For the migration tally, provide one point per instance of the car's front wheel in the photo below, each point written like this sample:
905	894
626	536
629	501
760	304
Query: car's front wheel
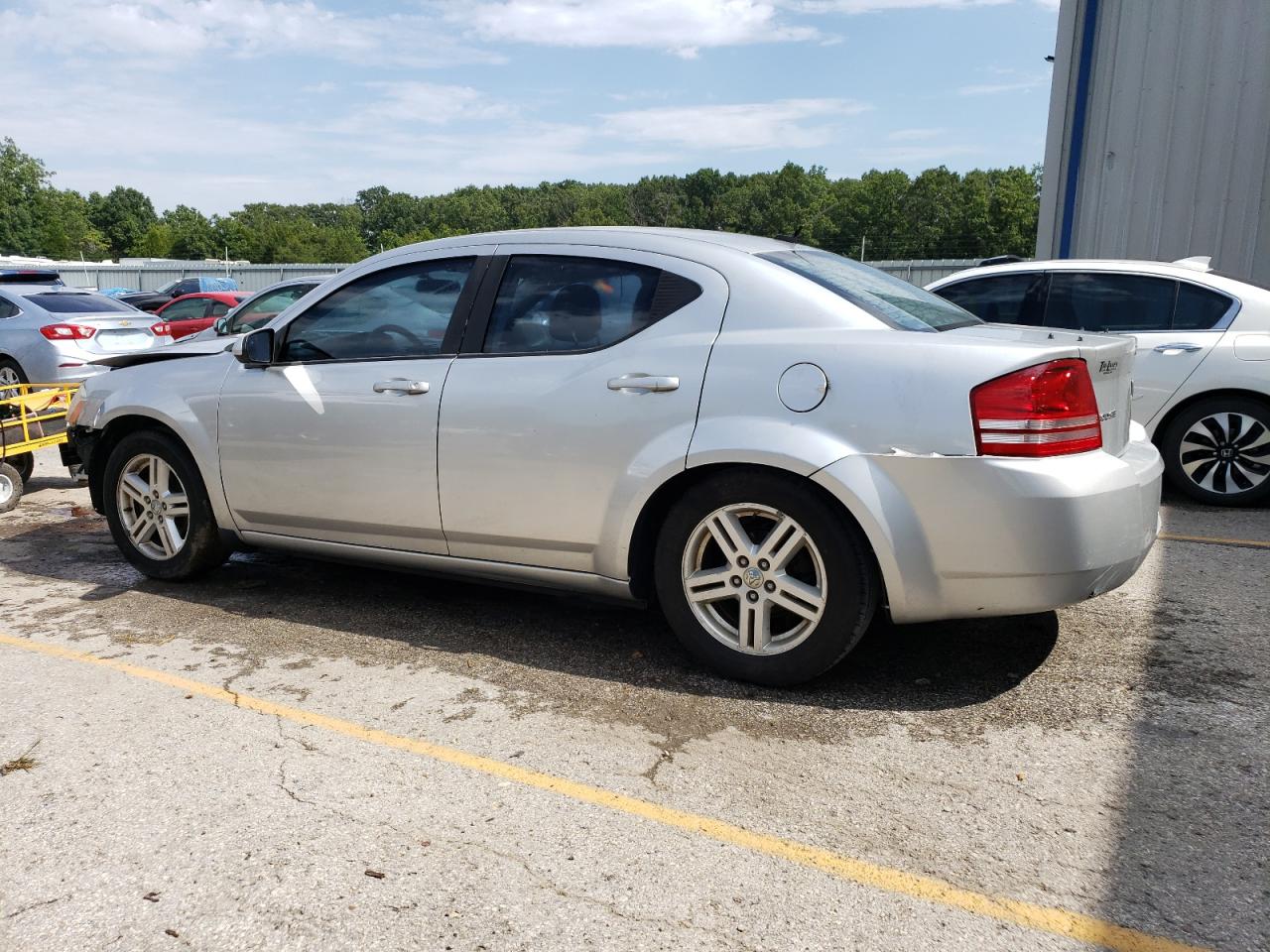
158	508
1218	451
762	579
_ _ _ _ _ _ _
> EXERCISE AIM
Quote each line of the listing exactly, but leave the pictures out.

> RESPONSE FOR THIS EXERCISE
For the migration tally, provide one point per instance of the car's front wheel in the photo below, each point written like this sample:
905	894
626	536
629	501
760	304
Query: car's front wheel
158	508
1218	451
762	579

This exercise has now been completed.